- **What you need to do**
Every entry must be copied word for word.
------------------------
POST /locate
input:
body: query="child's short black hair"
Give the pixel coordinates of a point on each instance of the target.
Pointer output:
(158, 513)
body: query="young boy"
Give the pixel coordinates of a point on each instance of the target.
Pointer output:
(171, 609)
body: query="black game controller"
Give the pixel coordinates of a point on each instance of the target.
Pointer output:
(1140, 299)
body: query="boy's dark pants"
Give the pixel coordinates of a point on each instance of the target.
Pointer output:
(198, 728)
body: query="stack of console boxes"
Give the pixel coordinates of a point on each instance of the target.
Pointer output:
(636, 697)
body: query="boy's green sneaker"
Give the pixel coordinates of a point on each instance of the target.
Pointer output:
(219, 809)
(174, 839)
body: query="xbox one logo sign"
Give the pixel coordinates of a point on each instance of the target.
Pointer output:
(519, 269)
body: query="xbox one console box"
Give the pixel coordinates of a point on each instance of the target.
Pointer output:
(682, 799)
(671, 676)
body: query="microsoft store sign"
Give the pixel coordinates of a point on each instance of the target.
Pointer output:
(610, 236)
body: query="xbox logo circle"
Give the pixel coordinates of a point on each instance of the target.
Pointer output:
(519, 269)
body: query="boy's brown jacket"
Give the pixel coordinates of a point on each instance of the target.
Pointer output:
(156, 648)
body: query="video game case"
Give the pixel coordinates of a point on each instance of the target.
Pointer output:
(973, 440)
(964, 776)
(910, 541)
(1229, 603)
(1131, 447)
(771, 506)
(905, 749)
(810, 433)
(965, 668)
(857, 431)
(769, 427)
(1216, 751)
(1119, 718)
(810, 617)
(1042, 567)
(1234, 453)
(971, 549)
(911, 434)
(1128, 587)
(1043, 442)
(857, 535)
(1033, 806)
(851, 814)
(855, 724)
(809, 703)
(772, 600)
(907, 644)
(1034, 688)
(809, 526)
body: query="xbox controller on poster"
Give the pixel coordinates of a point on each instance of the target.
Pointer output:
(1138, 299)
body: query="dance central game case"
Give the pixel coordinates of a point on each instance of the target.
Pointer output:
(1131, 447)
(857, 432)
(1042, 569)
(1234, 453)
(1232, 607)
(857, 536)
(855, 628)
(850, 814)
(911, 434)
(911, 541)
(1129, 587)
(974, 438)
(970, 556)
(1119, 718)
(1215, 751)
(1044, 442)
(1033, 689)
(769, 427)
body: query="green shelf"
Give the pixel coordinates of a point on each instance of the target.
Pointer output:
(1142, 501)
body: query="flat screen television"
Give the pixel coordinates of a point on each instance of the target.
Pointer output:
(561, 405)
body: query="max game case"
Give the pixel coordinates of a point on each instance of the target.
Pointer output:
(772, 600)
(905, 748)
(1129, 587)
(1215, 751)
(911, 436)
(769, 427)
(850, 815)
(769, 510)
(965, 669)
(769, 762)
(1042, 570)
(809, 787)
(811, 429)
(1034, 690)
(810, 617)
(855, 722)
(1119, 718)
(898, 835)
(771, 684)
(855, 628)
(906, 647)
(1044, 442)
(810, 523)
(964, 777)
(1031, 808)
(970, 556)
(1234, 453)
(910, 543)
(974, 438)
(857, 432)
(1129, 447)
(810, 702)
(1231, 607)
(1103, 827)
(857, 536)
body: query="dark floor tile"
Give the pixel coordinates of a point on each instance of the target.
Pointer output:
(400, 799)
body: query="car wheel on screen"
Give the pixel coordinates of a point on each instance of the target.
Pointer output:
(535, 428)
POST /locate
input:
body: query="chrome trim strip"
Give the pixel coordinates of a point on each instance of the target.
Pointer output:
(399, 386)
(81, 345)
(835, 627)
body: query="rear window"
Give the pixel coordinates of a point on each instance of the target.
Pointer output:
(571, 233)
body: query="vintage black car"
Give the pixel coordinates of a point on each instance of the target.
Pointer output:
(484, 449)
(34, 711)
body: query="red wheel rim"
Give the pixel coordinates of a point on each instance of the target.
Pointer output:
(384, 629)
------------------------
- **Solution for this exercise**
POST /locate
input:
body: query="child's short black hair"
Give the pixel coordinates of a point on each instance of the target.
Pointer output:
(158, 513)
body: query="young boy"
Give the pixel coordinates of a point on each instance of the target.
Pointer output:
(171, 609)
body: query="black game controller"
Give the pixel coordinates of a point on each instance of the target.
Pointer output:
(1140, 299)
body: query="boy's dark pants"
Give the pixel coordinates of a point on each instance of the target.
Pointer output:
(198, 728)
body: query="stack of console boxes"
Give the pixel coordinates of a point on each instance of the target.
Pointer output:
(636, 697)
body: query="boy's green sneaker"
Give the pixel coordinates of a point on each instance of the target.
Pointer output:
(219, 809)
(174, 839)
body: query="xbox one logo sign"
Give the pixel coordinates of a point on each instance of the target.
Pointer output:
(519, 269)
body: query="xbox one console box"
Give the pixel coordinates of a point on each instance of the target.
Pointer output:
(682, 799)
(671, 676)
body: query="microsoft store sign"
Give the pixel coordinates of a point on each instance of the target.
Pointer output:
(610, 236)
body: query="xbox logo circle"
Give the pixel coordinates of a point on each instance of the target.
Pointer output:
(519, 269)
body: query="boy's brown jacket"
Give the pixel coordinates of a point on each instance of the target.
Pointer output:
(156, 648)
body: query="video game case"
Give the pixel coordinates of a point on each instance of the target.
Pointer output:
(973, 440)
(964, 776)
(910, 541)
(1229, 603)
(1131, 447)
(771, 506)
(905, 749)
(810, 433)
(965, 668)
(857, 431)
(769, 427)
(1216, 751)
(1119, 718)
(810, 617)
(1042, 567)
(1234, 453)
(971, 549)
(911, 434)
(1128, 587)
(1043, 442)
(857, 535)
(1033, 806)
(851, 814)
(855, 724)
(809, 703)
(772, 600)
(907, 644)
(1034, 688)
(809, 526)
body: query="xbox controller on poster"
Give the pixel coordinates of a point on each instance of the target.
Pointer output:
(1138, 299)
body: query="dance central game case"
Give the pixel coordinates of a point on each instance of the target.
Pointer output:
(1131, 447)
(857, 432)
(1042, 569)
(1234, 453)
(1232, 607)
(857, 536)
(855, 628)
(850, 814)
(911, 434)
(911, 541)
(1129, 587)
(974, 438)
(970, 556)
(1119, 718)
(1215, 751)
(1044, 442)
(1033, 689)
(769, 427)
body: query="green shelf"
Give the pixel coordinates of a point on each instance of the target.
Pointer output:
(1142, 501)
body: query="flat screen television"
Give the pixel coordinates of a point on each instance of the target.
Pointer output:
(561, 405)
body: query="max game case"
Give the pixel coordinates of a point on each instance of the target.
Pointer output:
(772, 600)
(905, 748)
(1129, 587)
(1215, 751)
(911, 436)
(769, 427)
(850, 815)
(769, 510)
(965, 669)
(769, 762)
(1042, 570)
(809, 787)
(811, 429)
(1034, 690)
(810, 617)
(855, 722)
(1119, 718)
(898, 835)
(771, 684)
(855, 628)
(906, 647)
(1044, 442)
(810, 523)
(964, 777)
(1031, 808)
(970, 556)
(1234, 453)
(910, 543)
(974, 438)
(857, 432)
(1129, 447)
(810, 702)
(1231, 607)
(1103, 827)
(857, 536)
body: query="dark floor tile"
Give the pixel coordinates of a point on each instance of the target.
Pointer output:
(400, 799)
body: query="car wheel on screen"
Give the pixel coordinates of a point on each instance of the target.
Pointer output:
(535, 428)
POST /locate
input:
body: query="chrome trim strip"
Give the pixel coordinates of a point on each instance of the target.
Pointer output:
(399, 386)
(81, 345)
(835, 627)
body: query="rear window"
Give the pixel coordinates of a point on each instance of the target.
Pointer output:
(571, 233)
body: query="vintage black car"
Give the pixel coordinates of a point on each instance of the target.
Pointer output:
(484, 449)
(34, 711)
body: query="red wheel rim"
Give the pixel coordinates of a point on each instance of the target.
Pointer output:
(384, 629)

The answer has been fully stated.